Where a line below holds the string "green", that line goes into the answer.

—————

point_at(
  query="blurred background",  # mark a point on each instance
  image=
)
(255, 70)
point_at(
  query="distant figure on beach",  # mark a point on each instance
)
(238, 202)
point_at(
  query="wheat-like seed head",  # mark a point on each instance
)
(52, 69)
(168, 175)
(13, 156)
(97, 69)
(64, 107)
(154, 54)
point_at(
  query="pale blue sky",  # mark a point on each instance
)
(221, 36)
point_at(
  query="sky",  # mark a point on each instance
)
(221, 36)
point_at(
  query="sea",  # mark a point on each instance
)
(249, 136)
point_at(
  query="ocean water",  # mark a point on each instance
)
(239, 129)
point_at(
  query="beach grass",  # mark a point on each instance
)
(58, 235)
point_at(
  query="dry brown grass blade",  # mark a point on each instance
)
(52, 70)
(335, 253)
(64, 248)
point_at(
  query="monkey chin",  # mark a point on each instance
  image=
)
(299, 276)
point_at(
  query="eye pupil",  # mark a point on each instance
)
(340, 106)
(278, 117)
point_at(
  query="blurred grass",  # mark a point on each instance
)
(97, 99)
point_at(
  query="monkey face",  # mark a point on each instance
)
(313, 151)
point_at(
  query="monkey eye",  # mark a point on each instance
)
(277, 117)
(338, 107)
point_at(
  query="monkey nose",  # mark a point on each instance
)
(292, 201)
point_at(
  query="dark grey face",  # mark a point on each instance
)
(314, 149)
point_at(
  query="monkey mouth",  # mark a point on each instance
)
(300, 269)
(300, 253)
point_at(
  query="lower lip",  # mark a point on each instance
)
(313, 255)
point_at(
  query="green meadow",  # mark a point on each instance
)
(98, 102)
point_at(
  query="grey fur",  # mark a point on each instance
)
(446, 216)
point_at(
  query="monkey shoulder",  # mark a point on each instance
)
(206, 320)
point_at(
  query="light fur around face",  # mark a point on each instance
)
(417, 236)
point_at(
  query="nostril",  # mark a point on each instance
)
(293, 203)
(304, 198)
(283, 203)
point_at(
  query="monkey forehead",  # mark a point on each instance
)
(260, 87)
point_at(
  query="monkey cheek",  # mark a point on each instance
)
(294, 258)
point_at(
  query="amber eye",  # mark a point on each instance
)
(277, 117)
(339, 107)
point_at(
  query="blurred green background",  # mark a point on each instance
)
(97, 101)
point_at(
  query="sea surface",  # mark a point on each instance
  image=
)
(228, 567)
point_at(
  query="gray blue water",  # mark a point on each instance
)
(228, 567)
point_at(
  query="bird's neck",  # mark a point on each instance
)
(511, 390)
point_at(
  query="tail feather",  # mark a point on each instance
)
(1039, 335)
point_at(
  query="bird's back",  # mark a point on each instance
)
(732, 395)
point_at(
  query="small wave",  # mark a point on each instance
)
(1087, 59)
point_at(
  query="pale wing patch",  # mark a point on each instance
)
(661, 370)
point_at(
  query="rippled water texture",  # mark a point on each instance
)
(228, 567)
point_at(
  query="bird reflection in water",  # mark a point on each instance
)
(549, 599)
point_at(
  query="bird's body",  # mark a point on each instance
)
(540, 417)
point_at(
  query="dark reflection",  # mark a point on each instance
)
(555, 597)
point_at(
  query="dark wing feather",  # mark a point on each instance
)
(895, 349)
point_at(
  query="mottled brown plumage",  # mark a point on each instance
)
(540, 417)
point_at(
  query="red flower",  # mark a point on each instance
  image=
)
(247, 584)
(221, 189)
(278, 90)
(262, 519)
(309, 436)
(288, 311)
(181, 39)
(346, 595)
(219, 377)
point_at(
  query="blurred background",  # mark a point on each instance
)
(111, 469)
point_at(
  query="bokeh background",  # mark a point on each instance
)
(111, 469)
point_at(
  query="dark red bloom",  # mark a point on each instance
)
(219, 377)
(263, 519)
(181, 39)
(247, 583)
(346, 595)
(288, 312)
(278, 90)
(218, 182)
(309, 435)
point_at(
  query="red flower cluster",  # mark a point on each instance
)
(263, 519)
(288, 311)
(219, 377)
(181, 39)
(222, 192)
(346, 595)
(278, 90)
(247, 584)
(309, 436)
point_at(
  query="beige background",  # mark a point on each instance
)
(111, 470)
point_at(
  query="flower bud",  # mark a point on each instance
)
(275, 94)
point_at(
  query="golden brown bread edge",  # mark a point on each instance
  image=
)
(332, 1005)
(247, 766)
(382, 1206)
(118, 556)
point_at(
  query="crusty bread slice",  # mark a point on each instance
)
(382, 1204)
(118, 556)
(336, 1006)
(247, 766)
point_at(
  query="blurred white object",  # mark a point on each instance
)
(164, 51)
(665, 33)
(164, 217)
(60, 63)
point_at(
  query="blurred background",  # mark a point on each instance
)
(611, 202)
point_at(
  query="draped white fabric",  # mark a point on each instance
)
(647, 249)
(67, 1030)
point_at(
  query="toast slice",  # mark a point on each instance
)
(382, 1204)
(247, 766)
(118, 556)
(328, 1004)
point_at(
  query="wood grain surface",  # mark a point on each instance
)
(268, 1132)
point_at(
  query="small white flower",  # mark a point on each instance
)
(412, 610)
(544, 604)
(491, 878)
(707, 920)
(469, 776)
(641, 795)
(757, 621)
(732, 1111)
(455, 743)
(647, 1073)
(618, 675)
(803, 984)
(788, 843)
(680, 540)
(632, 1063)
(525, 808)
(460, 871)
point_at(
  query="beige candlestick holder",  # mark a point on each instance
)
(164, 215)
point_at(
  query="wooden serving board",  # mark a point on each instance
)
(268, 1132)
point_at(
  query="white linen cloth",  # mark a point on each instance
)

—————

EXERCISE OUTPUT »
  query="green meadow",  # mark a point on each instance
  query="blurred green background",  # mark a point on each instance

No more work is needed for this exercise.